• Sección del documento:
╔══

Ficciones de colores

liquor bottles on white and brown wooden cabinet

No conviene tomarse la vida muy en serio. Tarde o temprano, todos acabamos en el mismo lugar, por mucho que corramos. Era comienzo de la semana, estábamos chocando vasos de whisky en la barra de un bar austero y sentía que podía parar las agujas del reloj, aunque fuese por unas horas, olvidándome de todo lo que pasaba a mi alrededor. Estaba contento, había terminado el borrador de mi siguiente novela esa misma mañana. Día de ritual, pensé, y me di el placer de no apagar el ordenador cuando puse punto y final al bruto de la historia. Los rituales son importantes. Desde fuera parecen una estupidez pero, con el tiempo, nos damos cuenta de que son más que necesarios. Esas pequeñas victorias, las celebraciones personales, los triunfos de una de las muchas batallas que vamos a tener que enfrentar, si queremos vencer algún día.

╚══

• Datos para examinar:
╔══

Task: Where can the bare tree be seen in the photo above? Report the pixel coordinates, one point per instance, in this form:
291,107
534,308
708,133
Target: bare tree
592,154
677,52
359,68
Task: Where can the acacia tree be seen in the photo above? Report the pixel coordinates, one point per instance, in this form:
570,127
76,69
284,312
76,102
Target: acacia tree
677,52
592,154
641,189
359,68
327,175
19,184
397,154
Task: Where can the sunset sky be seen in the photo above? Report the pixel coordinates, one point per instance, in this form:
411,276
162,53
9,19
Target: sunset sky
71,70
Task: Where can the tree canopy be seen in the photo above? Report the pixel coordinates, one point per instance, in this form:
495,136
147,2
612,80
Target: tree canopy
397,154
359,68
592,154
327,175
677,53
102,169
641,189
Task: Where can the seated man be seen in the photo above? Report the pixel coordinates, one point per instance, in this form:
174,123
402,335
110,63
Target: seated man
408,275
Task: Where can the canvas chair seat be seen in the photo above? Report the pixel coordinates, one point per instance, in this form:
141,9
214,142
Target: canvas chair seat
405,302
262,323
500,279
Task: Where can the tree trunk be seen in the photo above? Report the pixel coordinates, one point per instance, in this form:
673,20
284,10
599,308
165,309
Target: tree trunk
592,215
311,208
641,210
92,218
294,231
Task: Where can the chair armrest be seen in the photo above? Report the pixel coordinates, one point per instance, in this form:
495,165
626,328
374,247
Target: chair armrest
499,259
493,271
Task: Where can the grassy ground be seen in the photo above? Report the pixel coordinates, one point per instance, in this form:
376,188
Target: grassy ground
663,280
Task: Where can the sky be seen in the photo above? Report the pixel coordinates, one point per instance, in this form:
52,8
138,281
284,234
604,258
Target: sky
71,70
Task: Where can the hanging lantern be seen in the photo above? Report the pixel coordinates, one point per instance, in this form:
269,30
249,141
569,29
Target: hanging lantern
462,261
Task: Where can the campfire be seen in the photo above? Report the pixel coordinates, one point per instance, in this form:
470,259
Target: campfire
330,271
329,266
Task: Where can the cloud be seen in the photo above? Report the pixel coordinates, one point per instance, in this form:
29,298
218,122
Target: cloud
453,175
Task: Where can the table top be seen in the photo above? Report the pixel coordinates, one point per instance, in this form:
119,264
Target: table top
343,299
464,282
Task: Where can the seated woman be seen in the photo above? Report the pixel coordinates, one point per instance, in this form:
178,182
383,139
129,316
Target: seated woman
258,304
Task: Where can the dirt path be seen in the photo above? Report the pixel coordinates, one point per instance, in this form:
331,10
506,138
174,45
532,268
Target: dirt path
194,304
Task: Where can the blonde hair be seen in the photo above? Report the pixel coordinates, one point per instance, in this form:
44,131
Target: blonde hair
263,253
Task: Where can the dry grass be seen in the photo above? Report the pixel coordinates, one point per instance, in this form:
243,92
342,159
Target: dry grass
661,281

╚══

• Aplica lo leído:
**A)** En el relato del bar, ¿qué había terminado quien narra esa misma mañana?
**B)** Continúa el relato del bar a partir de su última oración.
Los datos no tienen ningún papel en esta parte.

• Respuestas por tarea:
**A)** El borrador de su siguiente novela.

**B)**
Mi amigo estaba de paso unos días por Madrid, así que decidí llevarlo por el casco antiguo de la ciudad, a algunos de mis bares favoritos, para que se sintiera un poco más Hemingway y algo menos turista. Comimos en un gallego, vaciamos dos botellas de Ribeiro y terminamos por los callejones de Antón Martín, combinando los cafés con el destilado que crearon sus ancestros. Me dijo que a veces era necesario dar un paseo por el lado salvaje de la vida, parafraseando a Lou Reed, porque de ahí se recogía el néctar de las buenas historias; que no importaba el género en el que escribiera pues, al final, lo que prima es la cuestión humana que hay en la historia. Para él, la ficción no era más que otra paleta de colores para esconder la realidad. Una paleta que cambia de muchos o pocos colores, en función de las experiencias de quien la usa. Me dijo que en cada persona hay una historia, pero no un libro. Callejeamos por los rincones de la capital hasta llegar a la plaza Mayor.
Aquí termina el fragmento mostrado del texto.